>>
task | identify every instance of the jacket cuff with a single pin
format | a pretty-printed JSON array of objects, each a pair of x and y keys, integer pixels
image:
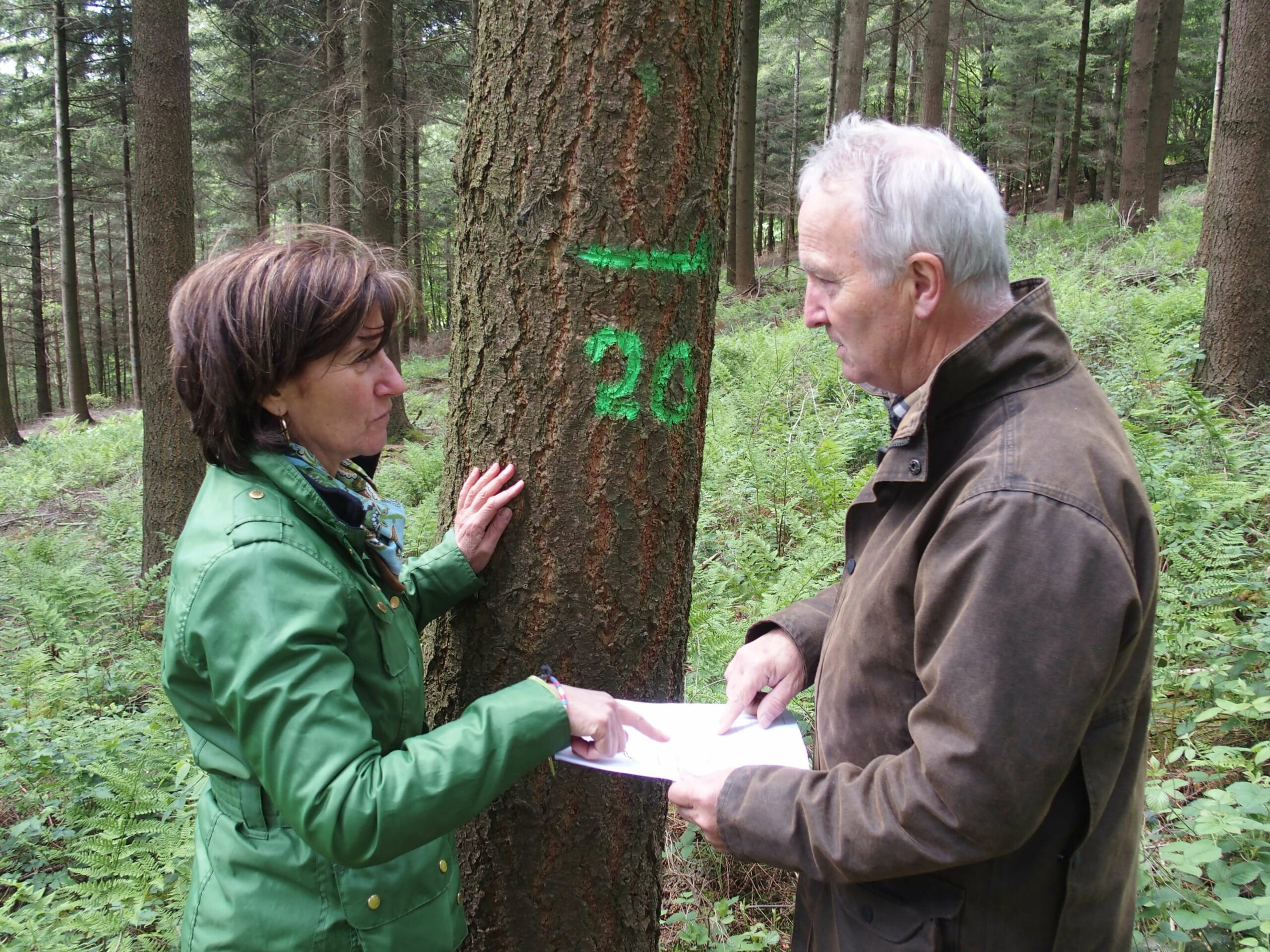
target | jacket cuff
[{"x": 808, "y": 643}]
<<
>>
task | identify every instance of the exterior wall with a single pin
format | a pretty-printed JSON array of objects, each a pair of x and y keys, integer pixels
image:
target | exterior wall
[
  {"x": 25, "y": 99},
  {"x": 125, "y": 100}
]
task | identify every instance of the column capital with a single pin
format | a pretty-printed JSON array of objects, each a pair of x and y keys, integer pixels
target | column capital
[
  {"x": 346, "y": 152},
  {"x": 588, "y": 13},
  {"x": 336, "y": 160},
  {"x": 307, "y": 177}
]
<<
>>
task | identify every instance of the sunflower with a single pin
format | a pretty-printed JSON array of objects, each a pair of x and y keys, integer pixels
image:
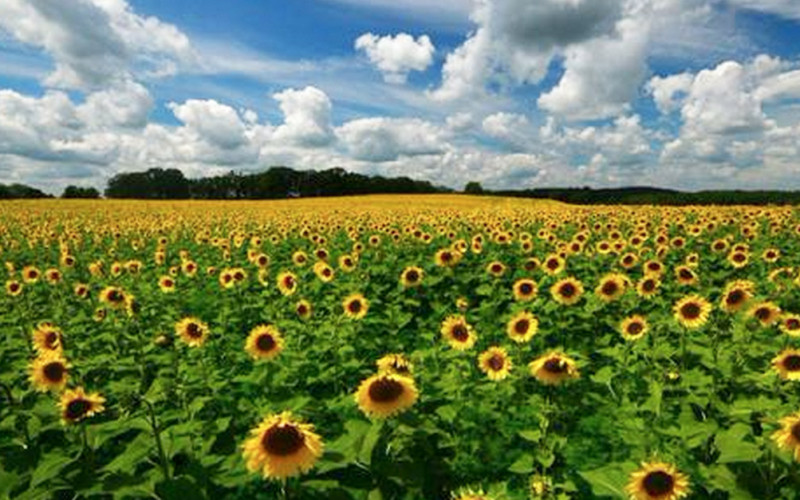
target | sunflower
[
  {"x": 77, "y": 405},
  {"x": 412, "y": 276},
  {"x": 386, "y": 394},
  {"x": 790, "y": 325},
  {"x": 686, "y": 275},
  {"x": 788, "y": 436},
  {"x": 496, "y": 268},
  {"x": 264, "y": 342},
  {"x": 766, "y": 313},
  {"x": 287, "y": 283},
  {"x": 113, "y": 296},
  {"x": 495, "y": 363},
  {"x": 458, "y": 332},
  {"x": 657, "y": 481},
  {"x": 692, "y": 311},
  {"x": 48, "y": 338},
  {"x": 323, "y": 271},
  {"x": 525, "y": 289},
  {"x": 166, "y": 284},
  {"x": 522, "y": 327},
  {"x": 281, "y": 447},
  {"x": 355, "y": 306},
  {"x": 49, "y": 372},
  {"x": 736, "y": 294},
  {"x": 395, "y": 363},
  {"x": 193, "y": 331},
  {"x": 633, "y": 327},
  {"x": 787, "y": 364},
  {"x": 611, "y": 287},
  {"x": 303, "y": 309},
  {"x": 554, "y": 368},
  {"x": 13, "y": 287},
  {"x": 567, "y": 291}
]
<<
◆ **DIRECTIONS FOR THIS TASK**: State how many lines of the records above contain the string "capital", and give only the number.

◆ **TASK SOLUTION**: 2